Look them up in the phone book and call.

You are afraid to "ruin" him, but what he's going to do next time is crack your skull and either give you brain damage or kill you. Who will care for the children if that happens?

What is it that you are afraid of, if he is ruined--is it that he will lose his job/career; that he will go to jail; or that he will seek revenge? Or all of these, or something else?


----------



## calvin (Jan 7, 2012)

Do you have a brother or relative that can show him what it feels like to be hit? Someone to protect you all and stay with?
There's help out there,pick up the phone before its too late,think about the kids
_Posted via Mobile Device_


----------



## keko (Mar 21, 2012)

Please call your father, brother, uncle or someone strong from your family to help you move yourself and kids somewhere else, somewhere your husband doesn't know. 

There is no excuse for physical abuse, NONE. Please start acting before you get hurt even more.


----------



## ing (Mar 26, 2011)

Hi. 
Posting that was the first step. You told somebody, even if it is a bunch of strangers. In an abusive relationship it becomes very difficult to escape. The ultimate vicious circle.

You need to get some help in the real world becuasse your kids and you deserve better. Lets have a look at what you wrote..



> My problem is that *i am so alone* in trying to make the most difficult decision in my life and i need your help...My husband is the most* controlling, bullying, hateful person i have ever come across even my/his children cant bare him any more.*
> 
> I am ready to *ask* for a divorce but am *so scared* of the reaction i will get. *I have been controlled by him and his narcissistic ways for over 23 years* and i really am at the end of my tether.
> 
> ...


This is truly awful and you need to understand that you are not alone in this. His behaviour is NOT tolerated by society and it will come down really hard on him. 
So here is a check list.
1 GET HELP.
Go to the directory and look up abuse help. Physical. Call them. 

2. If he comes near you again you call the police and you prosecute. Ruining him is the least of your worries! Your kids are at stake here. 

You need to talk to people about this. You need to get outside help, one of the worst things about abuse is that it stays inside the family and the perpetrator gets away with it for years. This is one of the hardest things you will ever do, but start by looking in the phone book and finding a support group. Professional help WILL be required. Escaping a Narcissistic is very, very difficult.

Goal A —
Answer these questions about the forum thread:
(i) On what date did calvin post?
(ii) According to the quoted passage, for how long has the writer been controlled by her husband?
(iii) What is the first item on the check list?

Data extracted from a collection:
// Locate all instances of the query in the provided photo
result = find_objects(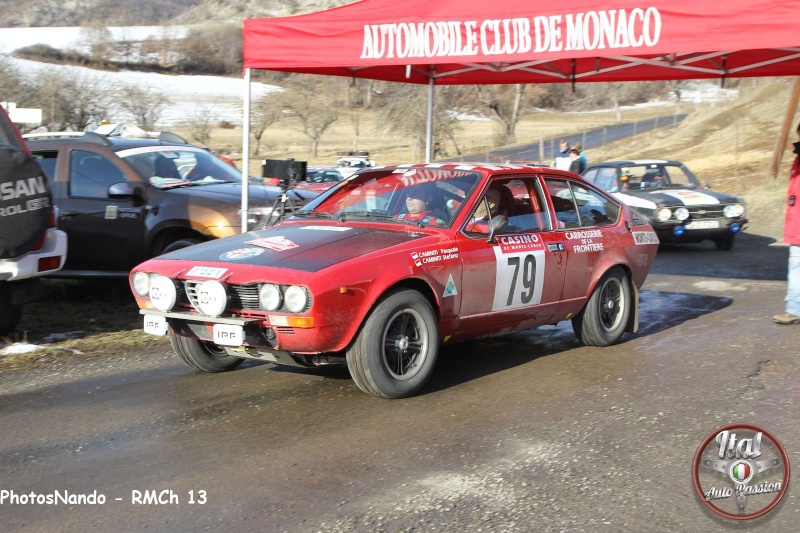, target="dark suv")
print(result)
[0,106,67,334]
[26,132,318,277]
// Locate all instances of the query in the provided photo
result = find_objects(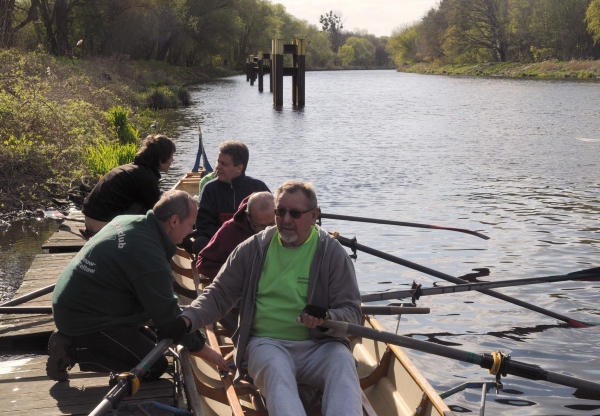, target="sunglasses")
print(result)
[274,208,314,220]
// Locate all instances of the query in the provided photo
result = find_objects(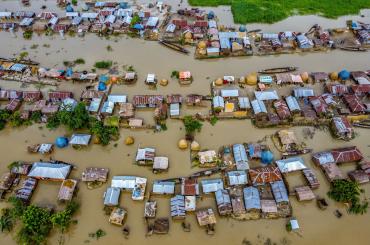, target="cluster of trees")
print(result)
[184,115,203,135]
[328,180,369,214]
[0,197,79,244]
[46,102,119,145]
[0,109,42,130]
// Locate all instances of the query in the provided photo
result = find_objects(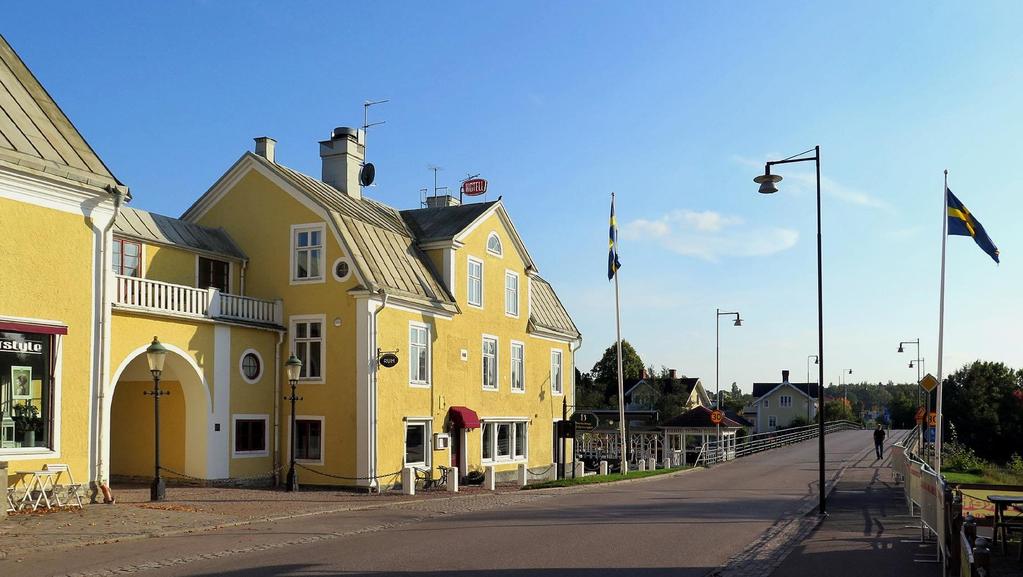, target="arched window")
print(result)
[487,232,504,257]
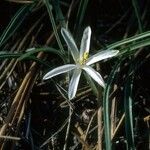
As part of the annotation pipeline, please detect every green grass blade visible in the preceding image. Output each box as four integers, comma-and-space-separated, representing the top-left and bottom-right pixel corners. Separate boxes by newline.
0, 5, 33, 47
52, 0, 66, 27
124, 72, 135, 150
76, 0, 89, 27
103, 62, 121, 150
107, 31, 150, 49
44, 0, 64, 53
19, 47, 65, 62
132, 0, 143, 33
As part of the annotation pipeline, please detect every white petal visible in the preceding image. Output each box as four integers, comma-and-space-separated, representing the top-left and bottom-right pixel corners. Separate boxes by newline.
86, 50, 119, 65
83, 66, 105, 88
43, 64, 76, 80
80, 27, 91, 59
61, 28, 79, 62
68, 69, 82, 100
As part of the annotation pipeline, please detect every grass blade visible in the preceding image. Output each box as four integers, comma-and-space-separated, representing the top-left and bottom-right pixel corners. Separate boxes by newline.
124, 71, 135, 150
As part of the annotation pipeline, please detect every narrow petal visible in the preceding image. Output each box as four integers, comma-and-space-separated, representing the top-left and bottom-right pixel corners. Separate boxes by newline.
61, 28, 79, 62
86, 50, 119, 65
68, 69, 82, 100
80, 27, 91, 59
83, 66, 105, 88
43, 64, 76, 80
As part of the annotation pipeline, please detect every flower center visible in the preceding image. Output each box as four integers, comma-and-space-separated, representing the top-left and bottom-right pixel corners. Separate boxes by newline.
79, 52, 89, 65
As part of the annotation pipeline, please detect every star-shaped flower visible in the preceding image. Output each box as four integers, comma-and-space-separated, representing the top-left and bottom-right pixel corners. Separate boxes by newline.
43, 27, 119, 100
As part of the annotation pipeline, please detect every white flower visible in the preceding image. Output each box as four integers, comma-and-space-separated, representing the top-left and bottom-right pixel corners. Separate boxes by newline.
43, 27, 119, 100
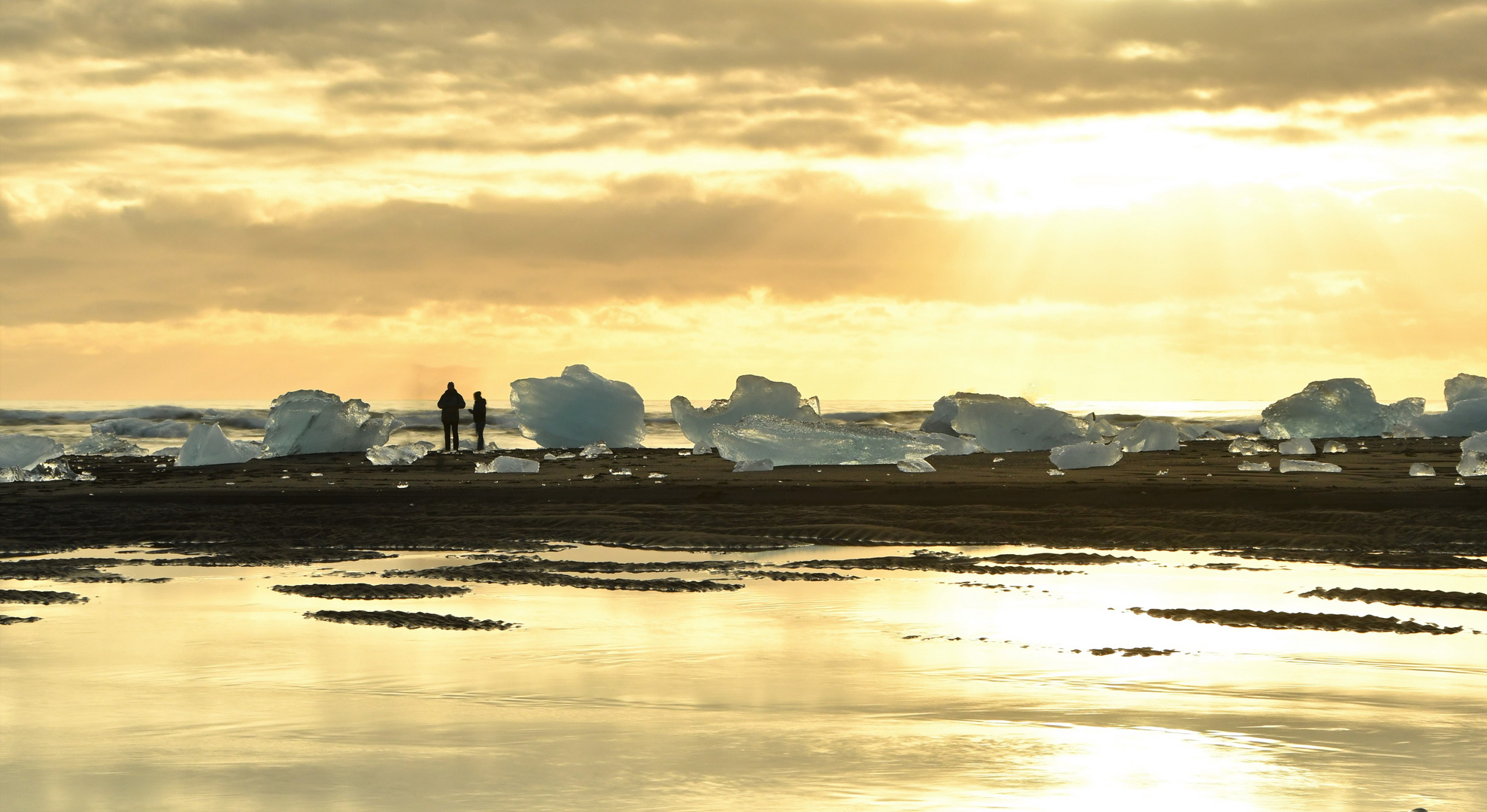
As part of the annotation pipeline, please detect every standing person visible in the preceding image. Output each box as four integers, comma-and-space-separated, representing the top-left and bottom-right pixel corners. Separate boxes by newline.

Goal B — Write out the lines of the listing word for word, starting with the line that contains "every white flower" and going on through the end of the listing, leaving out any pictures.

Full solution A —
(i) Jan 7, 2012
(ii) Over 23 years
(iii) GET HELP.

Full solution B —
As part of the annotation pipeline, please detect every white flower visible in the preceding image. Output each box as four integers, comma-and-space-separated, representing the top-left and bottom-right pixel corners. Separate boxes by newline.
43, 27, 119, 100
As part of the annotation pipeline, please detect every standing person visible in the preceding image. Output each box as four integers, comma-and-space-separated, representing the top-left and bottom-right pixel corners. Separate boxes by newline.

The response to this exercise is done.